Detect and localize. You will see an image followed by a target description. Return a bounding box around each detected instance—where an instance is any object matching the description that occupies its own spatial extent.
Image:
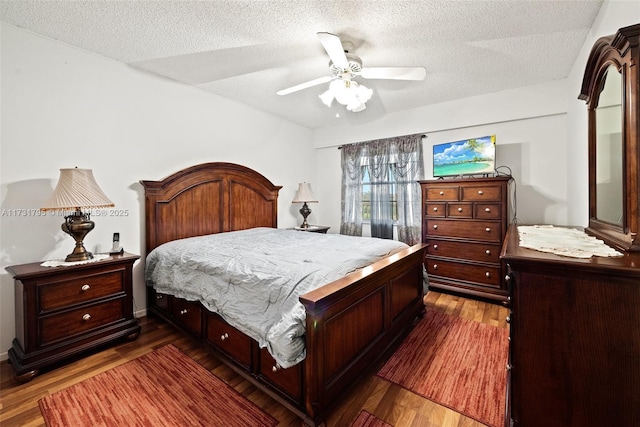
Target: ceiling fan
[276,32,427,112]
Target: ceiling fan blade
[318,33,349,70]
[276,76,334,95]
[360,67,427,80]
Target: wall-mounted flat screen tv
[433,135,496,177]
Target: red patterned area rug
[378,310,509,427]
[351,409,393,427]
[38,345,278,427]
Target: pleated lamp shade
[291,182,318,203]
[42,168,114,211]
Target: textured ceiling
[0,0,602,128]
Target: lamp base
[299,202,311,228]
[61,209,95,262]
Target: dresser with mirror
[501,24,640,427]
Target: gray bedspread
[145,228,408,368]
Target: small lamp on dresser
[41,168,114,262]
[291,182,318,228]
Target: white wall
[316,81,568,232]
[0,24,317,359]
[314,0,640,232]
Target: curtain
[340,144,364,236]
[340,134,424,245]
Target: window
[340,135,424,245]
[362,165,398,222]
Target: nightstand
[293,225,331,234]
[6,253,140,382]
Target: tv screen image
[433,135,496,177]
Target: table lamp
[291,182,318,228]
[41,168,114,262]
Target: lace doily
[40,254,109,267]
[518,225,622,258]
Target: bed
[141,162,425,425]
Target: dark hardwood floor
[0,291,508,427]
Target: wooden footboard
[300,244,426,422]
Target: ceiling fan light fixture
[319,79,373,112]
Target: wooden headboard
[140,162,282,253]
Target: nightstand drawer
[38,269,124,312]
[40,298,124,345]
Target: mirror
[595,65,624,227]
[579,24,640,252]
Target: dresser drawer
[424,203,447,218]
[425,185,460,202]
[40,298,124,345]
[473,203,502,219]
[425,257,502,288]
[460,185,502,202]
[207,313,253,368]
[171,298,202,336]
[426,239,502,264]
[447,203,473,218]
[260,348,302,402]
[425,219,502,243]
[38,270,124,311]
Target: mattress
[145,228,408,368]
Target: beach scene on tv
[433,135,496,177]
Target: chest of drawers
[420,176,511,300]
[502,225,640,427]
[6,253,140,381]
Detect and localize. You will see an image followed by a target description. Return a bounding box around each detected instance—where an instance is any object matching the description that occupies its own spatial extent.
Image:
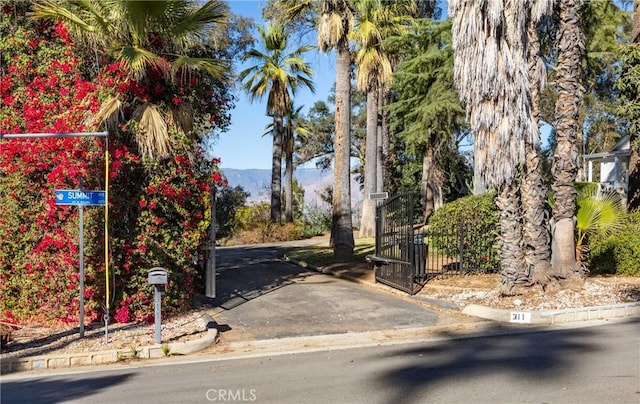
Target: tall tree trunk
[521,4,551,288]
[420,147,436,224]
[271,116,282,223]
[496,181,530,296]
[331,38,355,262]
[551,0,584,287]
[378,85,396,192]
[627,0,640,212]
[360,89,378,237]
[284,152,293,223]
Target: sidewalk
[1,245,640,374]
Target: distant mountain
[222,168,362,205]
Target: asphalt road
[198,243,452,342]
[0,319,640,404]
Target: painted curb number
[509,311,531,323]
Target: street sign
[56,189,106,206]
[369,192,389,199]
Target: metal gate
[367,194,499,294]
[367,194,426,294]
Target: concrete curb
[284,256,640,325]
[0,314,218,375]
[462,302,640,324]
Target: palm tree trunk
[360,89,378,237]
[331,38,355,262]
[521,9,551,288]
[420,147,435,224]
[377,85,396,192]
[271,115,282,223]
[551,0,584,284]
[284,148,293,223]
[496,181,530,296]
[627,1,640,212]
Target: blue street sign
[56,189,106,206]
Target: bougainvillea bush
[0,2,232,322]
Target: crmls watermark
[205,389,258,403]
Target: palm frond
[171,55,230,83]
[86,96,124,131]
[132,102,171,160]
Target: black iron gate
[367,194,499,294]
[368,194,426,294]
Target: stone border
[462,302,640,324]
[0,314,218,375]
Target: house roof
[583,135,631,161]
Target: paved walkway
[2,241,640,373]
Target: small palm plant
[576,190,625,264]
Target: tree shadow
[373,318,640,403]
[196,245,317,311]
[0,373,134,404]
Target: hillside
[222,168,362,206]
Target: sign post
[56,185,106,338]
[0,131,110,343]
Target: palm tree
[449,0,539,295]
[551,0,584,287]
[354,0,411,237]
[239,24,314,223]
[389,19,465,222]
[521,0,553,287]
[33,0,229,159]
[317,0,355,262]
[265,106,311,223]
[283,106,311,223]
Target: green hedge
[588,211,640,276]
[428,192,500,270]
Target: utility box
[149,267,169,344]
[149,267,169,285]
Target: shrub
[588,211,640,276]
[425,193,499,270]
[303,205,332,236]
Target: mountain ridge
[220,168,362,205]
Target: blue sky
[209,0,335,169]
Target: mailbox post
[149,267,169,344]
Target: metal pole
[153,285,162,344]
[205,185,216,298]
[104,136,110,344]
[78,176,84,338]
= = = = = = =
Your instructions —
Show each line of the items above that contains the string "post".

Solution to the exercise —
Target: sign post
Target: mailbox post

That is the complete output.